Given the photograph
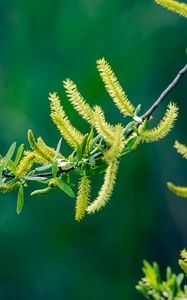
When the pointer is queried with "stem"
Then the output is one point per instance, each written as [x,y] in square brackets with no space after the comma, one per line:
[170,87]
[146,115]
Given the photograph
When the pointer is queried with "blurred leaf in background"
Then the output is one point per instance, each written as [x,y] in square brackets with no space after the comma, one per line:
[44,254]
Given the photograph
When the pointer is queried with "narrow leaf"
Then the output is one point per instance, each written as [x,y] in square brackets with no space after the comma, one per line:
[66,188]
[55,168]
[9,154]
[58,149]
[19,154]
[34,178]
[20,200]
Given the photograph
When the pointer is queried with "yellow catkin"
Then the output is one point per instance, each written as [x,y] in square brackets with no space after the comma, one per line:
[103,128]
[67,130]
[117,146]
[178,190]
[42,192]
[8,187]
[114,88]
[184,255]
[43,153]
[175,6]
[25,164]
[82,198]
[106,189]
[181,149]
[164,127]
[78,101]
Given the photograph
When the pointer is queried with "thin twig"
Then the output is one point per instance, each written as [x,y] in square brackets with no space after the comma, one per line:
[163,95]
[145,116]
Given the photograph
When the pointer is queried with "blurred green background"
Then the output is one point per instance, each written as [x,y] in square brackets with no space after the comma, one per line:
[44,253]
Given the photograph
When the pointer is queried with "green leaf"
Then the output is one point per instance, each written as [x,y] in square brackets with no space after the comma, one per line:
[130,143]
[43,168]
[95,141]
[137,110]
[20,200]
[79,152]
[66,188]
[55,168]
[34,178]
[89,140]
[1,174]
[58,149]
[9,154]
[11,166]
[19,154]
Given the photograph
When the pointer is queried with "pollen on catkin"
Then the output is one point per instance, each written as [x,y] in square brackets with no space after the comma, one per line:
[114,88]
[82,197]
[178,190]
[25,164]
[43,153]
[164,127]
[103,128]
[117,146]
[8,187]
[67,130]
[79,103]
[175,6]
[181,149]
[106,189]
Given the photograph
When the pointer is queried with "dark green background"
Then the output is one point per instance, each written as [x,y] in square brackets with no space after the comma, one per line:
[44,253]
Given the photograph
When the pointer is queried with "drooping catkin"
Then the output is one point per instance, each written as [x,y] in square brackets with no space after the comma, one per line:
[114,88]
[106,189]
[67,130]
[82,197]
[78,101]
[164,127]
[25,164]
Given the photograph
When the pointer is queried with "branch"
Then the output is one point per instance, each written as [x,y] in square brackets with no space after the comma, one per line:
[145,116]
[163,95]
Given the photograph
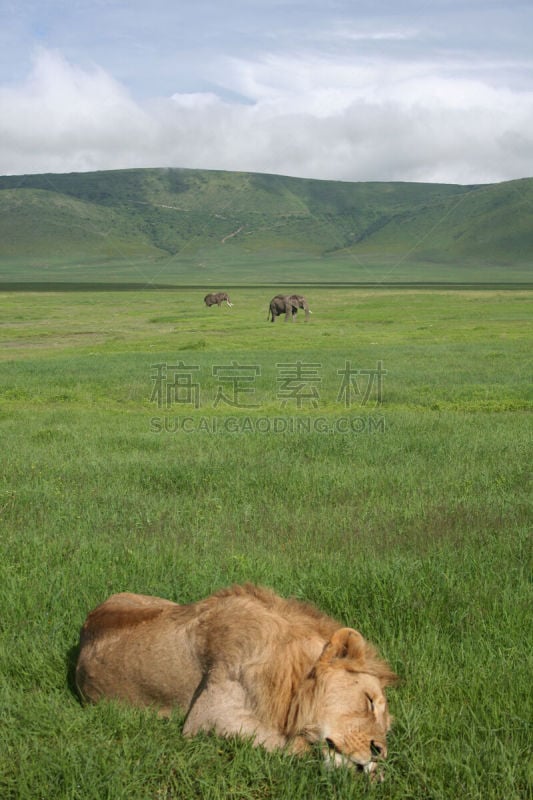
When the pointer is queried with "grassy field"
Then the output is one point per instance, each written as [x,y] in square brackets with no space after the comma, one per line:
[154,445]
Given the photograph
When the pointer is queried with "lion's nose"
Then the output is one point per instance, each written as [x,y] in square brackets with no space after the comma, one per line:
[377,749]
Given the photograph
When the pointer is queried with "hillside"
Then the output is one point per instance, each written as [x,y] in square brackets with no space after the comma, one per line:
[178,224]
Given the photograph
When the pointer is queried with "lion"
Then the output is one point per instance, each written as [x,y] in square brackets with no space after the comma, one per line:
[243,662]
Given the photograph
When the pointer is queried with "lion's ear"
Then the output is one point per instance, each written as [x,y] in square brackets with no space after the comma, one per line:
[345,643]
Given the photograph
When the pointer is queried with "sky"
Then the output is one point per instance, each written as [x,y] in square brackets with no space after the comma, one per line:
[353,90]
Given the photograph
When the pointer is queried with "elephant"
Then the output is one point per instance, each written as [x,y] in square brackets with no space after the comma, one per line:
[288,304]
[217,298]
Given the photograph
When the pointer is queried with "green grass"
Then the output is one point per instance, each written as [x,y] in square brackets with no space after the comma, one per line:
[192,226]
[415,527]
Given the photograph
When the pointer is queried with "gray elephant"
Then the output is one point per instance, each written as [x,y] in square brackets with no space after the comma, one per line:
[288,304]
[217,298]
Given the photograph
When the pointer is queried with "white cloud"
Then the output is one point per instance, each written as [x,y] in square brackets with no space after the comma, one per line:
[307,116]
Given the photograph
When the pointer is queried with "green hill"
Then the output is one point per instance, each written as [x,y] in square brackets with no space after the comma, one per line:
■ ■ ■ ■ ■
• What you need to do
Please write out every line of the listing above exactly, and leave the images behind.

• Written answer
Given the photograph
When the pointer is queried with "stem"
Then the output is one point per instance, each written as [x,y] in square brackets with no space after the comma, one per line:
[170,87]
[146,115]
Given the photograph
When the pointer is queried with "blurred leaf in background"
Then the output is one point per instance, each written as [x,y] in square brackets with no space after the comma, one per line:
[44,254]
Given the photograph
When the pointer is queried with "narrow leaf"
Then the output is one point per instance, each written as [x,y] in square brackets with no space after the comma, one per line:
[66,188]
[55,168]
[9,154]
[58,149]
[19,154]
[34,178]
[20,200]
Given the photograph
When the pointer is queried with "yellow catkin"
Then the output is one point per instance, each written as [x,y] in square brackets with no space after the comma, one per line:
[103,128]
[67,130]
[117,146]
[178,190]
[42,192]
[8,187]
[114,88]
[184,255]
[43,153]
[175,6]
[25,164]
[82,198]
[106,189]
[181,149]
[164,127]
[78,101]
Given the photograph
When the pointer is queried with "thin twig"
Then the output is one point per instance, each written as [x,y] in square brackets with no space after the comma, one per line:
[163,95]
[145,116]
Given the photograph
When the pointer is queried with "blurred green background"
Then the output is one point per instance, each written as [x,y] in square brackets with no space after the comma, one per line:
[44,253]
Given the photograph
When the pointer is queried with "green leaf"
Then the output is one point per instance, each written as [x,y] in square brackets with no space after the comma, one per line:
[130,143]
[43,168]
[95,141]
[137,110]
[20,200]
[79,152]
[66,188]
[55,168]
[34,178]
[89,140]
[1,174]
[58,149]
[9,154]
[11,166]
[19,154]
Given the photograph
When the pointer is queried with "pollen on catkin"
Then the output is one point per instance, each written as [x,y] in square brackets with no space after the comma, one per line:
[114,88]
[82,197]
[178,190]
[25,164]
[43,153]
[164,127]
[103,128]
[117,146]
[8,187]
[67,130]
[79,103]
[175,6]
[181,149]
[106,189]
Given the photograph
When the pointer is queried with "dark green background"
Then the output is one point per instance, each written as [x,y] in square brackets with no space after the comma, one per line:
[44,253]
Given the photograph
When the pointer is queried with "drooping catkin"
Then the output is one point per instance, each written as [x,y] in square brackets with no space after the comma, one per line:
[114,88]
[106,189]
[67,130]
[82,197]
[78,101]
[164,127]
[25,164]
Given the photograph
When the pointer is queried with "branch"
Then the output is one point per instance, each written as [x,y] in square brackets with no space after the comma, one per line:
[145,116]
[163,95]
Given the photograph
When the pointer is queried with "grassy field"
Then the output is one point per instance, each written as [x,y] in square brackets with no space after the comma, one per line:
[154,445]
Given the photograph
When the pointer is queried with "lion's nose"
Then the output is one point per instance, each written as [x,y] in square brackets with no space after the comma, one per line:
[377,749]
Given the photograph
When the pointer is queried with "hillside"
Then the output is one point per instance, each written as [x,y] in square brackets with no space after the comma, one per line:
[178,224]
Given the photograph
When the pointer is queried with "lion"
Then the output is one point per instance, each written as [x,y] in square brackets with no space after the comma, one per line:
[243,662]
Given the photograph
When the pointer is queried with "lion's ear"
Then the output is one point per instance, each written as [x,y] in square brackets with no space after the comma, one per line:
[345,643]
Given the photograph
When the pointer is queried with "sky"
Then the output is one point per instance, each written as [x,y] in square brackets with no space after the comma, one per line:
[353,90]
Given the photograph
When the pointer is queried with "elephant"
Then the output is one point per instance, each written as [x,y] in square brackets with no space after the comma, one per line:
[288,304]
[217,298]
Given the photograph
When the pointer is queried with "green grass"
Then the output is one point per instance, each written as [x,y] in square brackets with no space after the comma, one per line:
[192,226]
[415,527]
Given the photograph
When the pointer is queried with "gray elephant"
Then the output is one point per instance, each written as [x,y] in square brackets with no space after the comma, one per line:
[288,304]
[217,298]
Given the photograph
When the pointer is queried with "white cloud"
Then the output is one point per instance, each written as [x,y] in square brackets with no space after the comma, one per line:
[307,116]
Given the photograph
When the pointer is queried with "green hill"
Then the output is one point per instance, each written as [x,y] in square brackets with no space after the comma, one per line:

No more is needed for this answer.